▶ Problem requirements
Reproduce every record below verbatim, leaving the pictures out.

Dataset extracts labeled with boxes
#####

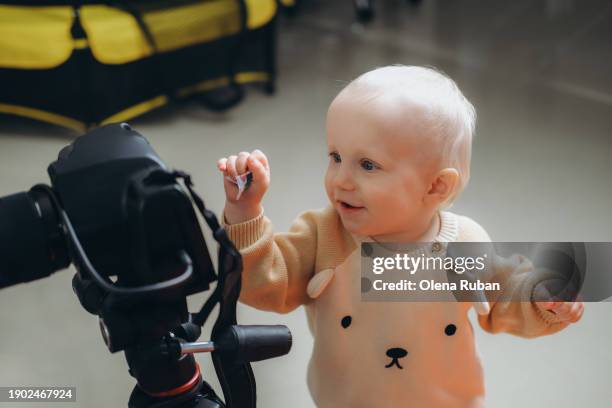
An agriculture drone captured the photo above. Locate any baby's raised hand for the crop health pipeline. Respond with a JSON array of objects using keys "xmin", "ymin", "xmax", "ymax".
[{"xmin": 217, "ymin": 149, "xmax": 270, "ymax": 224}]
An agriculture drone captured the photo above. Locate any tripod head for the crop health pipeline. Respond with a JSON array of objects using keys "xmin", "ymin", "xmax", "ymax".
[{"xmin": 0, "ymin": 123, "xmax": 291, "ymax": 407}]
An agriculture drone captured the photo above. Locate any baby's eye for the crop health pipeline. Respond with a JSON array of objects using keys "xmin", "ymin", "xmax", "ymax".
[
  {"xmin": 329, "ymin": 152, "xmax": 342, "ymax": 163},
  {"xmin": 360, "ymin": 159, "xmax": 378, "ymax": 171}
]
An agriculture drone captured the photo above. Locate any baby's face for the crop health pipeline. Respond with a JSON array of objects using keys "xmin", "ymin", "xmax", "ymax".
[{"xmin": 325, "ymin": 94, "xmax": 436, "ymax": 240}]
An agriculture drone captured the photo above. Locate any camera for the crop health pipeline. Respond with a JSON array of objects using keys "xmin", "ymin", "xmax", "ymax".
[{"xmin": 0, "ymin": 123, "xmax": 291, "ymax": 408}]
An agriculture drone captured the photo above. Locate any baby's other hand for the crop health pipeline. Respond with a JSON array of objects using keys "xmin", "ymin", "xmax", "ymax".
[{"xmin": 217, "ymin": 149, "xmax": 270, "ymax": 224}]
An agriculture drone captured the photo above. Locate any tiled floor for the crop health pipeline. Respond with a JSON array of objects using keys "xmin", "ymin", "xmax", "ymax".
[{"xmin": 0, "ymin": 0, "xmax": 612, "ymax": 408}]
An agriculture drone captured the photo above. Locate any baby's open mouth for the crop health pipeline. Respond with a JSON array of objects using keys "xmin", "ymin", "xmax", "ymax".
[{"xmin": 339, "ymin": 201, "xmax": 363, "ymax": 210}]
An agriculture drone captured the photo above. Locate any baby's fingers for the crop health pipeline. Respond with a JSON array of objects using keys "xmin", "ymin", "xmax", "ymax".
[
  {"xmin": 569, "ymin": 302, "xmax": 584, "ymax": 323},
  {"xmin": 217, "ymin": 157, "xmax": 227, "ymax": 173},
  {"xmin": 251, "ymin": 149, "xmax": 270, "ymax": 170},
  {"xmin": 236, "ymin": 152, "xmax": 249, "ymax": 175},
  {"xmin": 249, "ymin": 156, "xmax": 269, "ymax": 187}
]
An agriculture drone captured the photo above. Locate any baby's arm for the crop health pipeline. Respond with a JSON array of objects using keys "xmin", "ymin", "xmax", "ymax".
[
  {"xmin": 217, "ymin": 150, "xmax": 318, "ymax": 313},
  {"xmin": 460, "ymin": 217, "xmax": 569, "ymax": 337}
]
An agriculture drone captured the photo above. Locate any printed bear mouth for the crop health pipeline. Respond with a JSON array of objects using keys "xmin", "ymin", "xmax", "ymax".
[
  {"xmin": 385, "ymin": 347, "xmax": 408, "ymax": 370},
  {"xmin": 385, "ymin": 358, "xmax": 404, "ymax": 370}
]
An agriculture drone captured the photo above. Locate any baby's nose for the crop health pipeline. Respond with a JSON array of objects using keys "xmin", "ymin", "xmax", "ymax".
[{"xmin": 387, "ymin": 347, "xmax": 408, "ymax": 358}]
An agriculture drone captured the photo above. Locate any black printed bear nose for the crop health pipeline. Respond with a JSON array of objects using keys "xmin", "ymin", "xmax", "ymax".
[{"xmin": 387, "ymin": 347, "xmax": 408, "ymax": 359}]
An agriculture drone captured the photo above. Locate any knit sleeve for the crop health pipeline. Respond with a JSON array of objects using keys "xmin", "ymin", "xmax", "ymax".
[
  {"xmin": 459, "ymin": 217, "xmax": 568, "ymax": 338},
  {"xmin": 224, "ymin": 211, "xmax": 318, "ymax": 313}
]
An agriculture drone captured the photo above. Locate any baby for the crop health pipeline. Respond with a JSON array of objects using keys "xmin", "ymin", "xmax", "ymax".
[{"xmin": 218, "ymin": 66, "xmax": 583, "ymax": 408}]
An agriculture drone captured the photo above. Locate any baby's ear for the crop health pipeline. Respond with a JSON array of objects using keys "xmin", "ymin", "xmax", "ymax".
[
  {"xmin": 427, "ymin": 167, "xmax": 459, "ymax": 205},
  {"xmin": 306, "ymin": 269, "xmax": 334, "ymax": 299}
]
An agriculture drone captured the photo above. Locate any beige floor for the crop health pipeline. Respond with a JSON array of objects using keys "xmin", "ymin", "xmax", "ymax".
[{"xmin": 0, "ymin": 0, "xmax": 612, "ymax": 408}]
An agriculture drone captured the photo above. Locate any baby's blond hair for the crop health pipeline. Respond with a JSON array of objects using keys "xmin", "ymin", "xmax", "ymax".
[{"xmin": 343, "ymin": 65, "xmax": 476, "ymax": 207}]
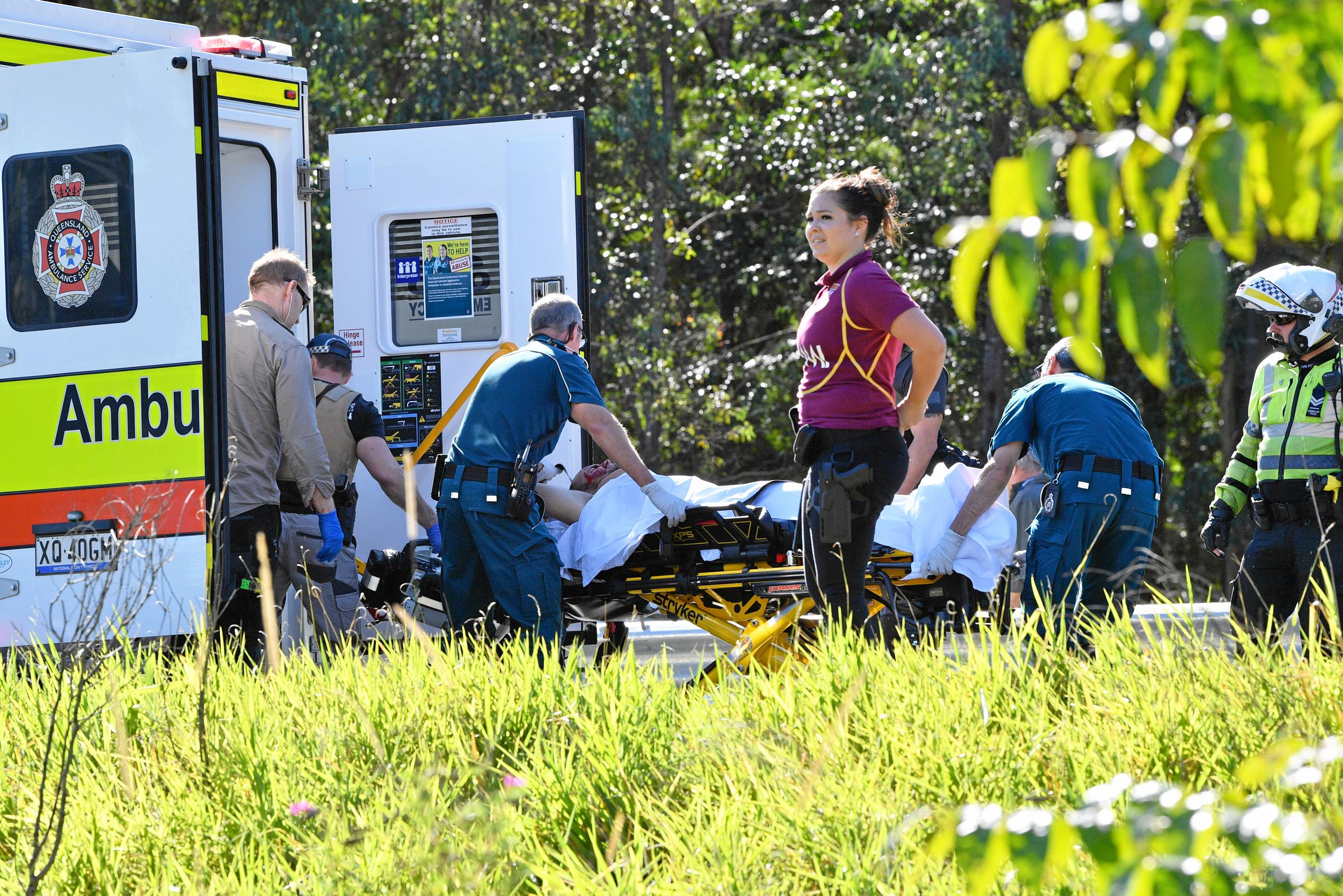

#####

▶ Problem solution
An agriculture drone captured the photo above. Locate any baby's raised hand for the crop health pipeline. Respond with a JSON array of objects using keys "xmin", "ymin", "xmax", "ymax".
[{"xmin": 217, "ymin": 149, "xmax": 270, "ymax": 224}]
An agriculture drone captured the photo above. Locate any tripod head for the crop health pipeline. Respond with a JSON array of objects using keys "xmin", "ymin", "xmax", "ymax".
[{"xmin": 0, "ymin": 123, "xmax": 291, "ymax": 407}]
An agriculture drone captured the photo above. Locate any baby's eye for the crop health pipeline. Respond with a JSON array of objects using keys "xmin", "ymin", "xmax", "ymax".
[
  {"xmin": 329, "ymin": 152, "xmax": 342, "ymax": 163},
  {"xmin": 360, "ymin": 159, "xmax": 378, "ymax": 171}
]
An agriculture drone captured the photo above. Locate any baby's face for the crop health pipeline. Respond with a JSON array of objects using keys "xmin", "ymin", "xmax", "ymax".
[{"xmin": 325, "ymin": 94, "xmax": 436, "ymax": 240}]
An agriculture drone captured the photo above. Locate any camera for the crop health pipeline. Respond with a JSON array of objects using keys "xmin", "ymin", "xmax", "ymax".
[{"xmin": 0, "ymin": 123, "xmax": 291, "ymax": 408}]
An agriculture drone captured the photo above. Locate any baby's other hand for the crop health pipeline. Respond with a JSON array of objects using keys "xmin", "ymin", "xmax", "ymax".
[{"xmin": 217, "ymin": 149, "xmax": 270, "ymax": 224}]
An agriculture drone captured the photo above. Locate any tiled floor for the crop health pipeline. Respond with a JSON array of objects using keys "xmin", "ymin", "xmax", "ymax".
[{"xmin": 0, "ymin": 0, "xmax": 612, "ymax": 408}]
An agriculture drone captured the photo above. Locate any baby's open mouth for the crop health pipeline. Respond with a JSON array of objects using keys "xmin", "ymin", "xmax", "ymax".
[{"xmin": 339, "ymin": 201, "xmax": 363, "ymax": 210}]
An agriculture drone captured the photo above. Locate any baby's fingers for the crop health pipeline. Respond with a JSON array of objects using keys "xmin", "ymin", "xmax", "ymax".
[
  {"xmin": 569, "ymin": 302, "xmax": 584, "ymax": 323},
  {"xmin": 217, "ymin": 157, "xmax": 227, "ymax": 173},
  {"xmin": 251, "ymin": 149, "xmax": 270, "ymax": 170},
  {"xmin": 236, "ymin": 152, "xmax": 249, "ymax": 175},
  {"xmin": 249, "ymin": 156, "xmax": 269, "ymax": 187}
]
An agriculture drone captured the photo above. Locate any baby's arm for the crop health pipeline. Respond with a JSON array of objects using keys "xmin", "ymin", "xmax", "ymax".
[
  {"xmin": 217, "ymin": 150, "xmax": 318, "ymax": 313},
  {"xmin": 460, "ymin": 217, "xmax": 569, "ymax": 337}
]
An agriculture drone captured the photo above. Locate any printed bear mouth for the crop health pipeline. Respond with a JSON array of objects using keys "xmin", "ymin", "xmax", "ymax".
[
  {"xmin": 385, "ymin": 347, "xmax": 408, "ymax": 370},
  {"xmin": 385, "ymin": 358, "xmax": 404, "ymax": 370}
]
An agriculture drone captured the photo above. Locate any baby's nose for the crop health pipeline. Respond with a JSON array of objects using keys "xmin", "ymin", "xmax", "ymax".
[{"xmin": 387, "ymin": 347, "xmax": 408, "ymax": 358}]
An agriculture drone captured the photo above. Locate any black printed bear nose for the crop health pipeline. Respond with a JSON array of objects using keys "xmin", "ymin", "xmax", "ymax".
[{"xmin": 387, "ymin": 347, "xmax": 408, "ymax": 359}]
An agriculture drone captured the photo above. Locate any knit sleeve for the crop health pipeline. Respond with a JSON array of objects using keys "xmin", "ymin", "xmax", "ymax".
[
  {"xmin": 459, "ymin": 217, "xmax": 568, "ymax": 338},
  {"xmin": 224, "ymin": 211, "xmax": 318, "ymax": 313}
]
An agriculture drone captured the photo above. Locate any baby for the crop health pipeline. Respond with a JSON array of objects using keys "xmin", "ymin", "xmax", "ymax".
[{"xmin": 218, "ymin": 66, "xmax": 583, "ymax": 408}]
An agriculture drone captured the photo above. Locate any baby's ear for the crop health pipeline. Respond with a JSON array of objects using keys "xmin", "ymin", "xmax", "ymax".
[
  {"xmin": 427, "ymin": 167, "xmax": 459, "ymax": 205},
  {"xmin": 306, "ymin": 269, "xmax": 334, "ymax": 299}
]
An agriculture drone captured the photo above. Locate any beige floor for the crop health pipeline. Respond with a JSON array of objects using keys "xmin", "ymin", "xmax", "ymax".
[{"xmin": 0, "ymin": 0, "xmax": 612, "ymax": 408}]
An agriculture drone captured the photo above. Locate any baby's blond hair for the crop health pipeline. Respond with a JSON array of objects using keys "xmin", "ymin", "xmax", "ymax".
[{"xmin": 343, "ymin": 65, "xmax": 476, "ymax": 207}]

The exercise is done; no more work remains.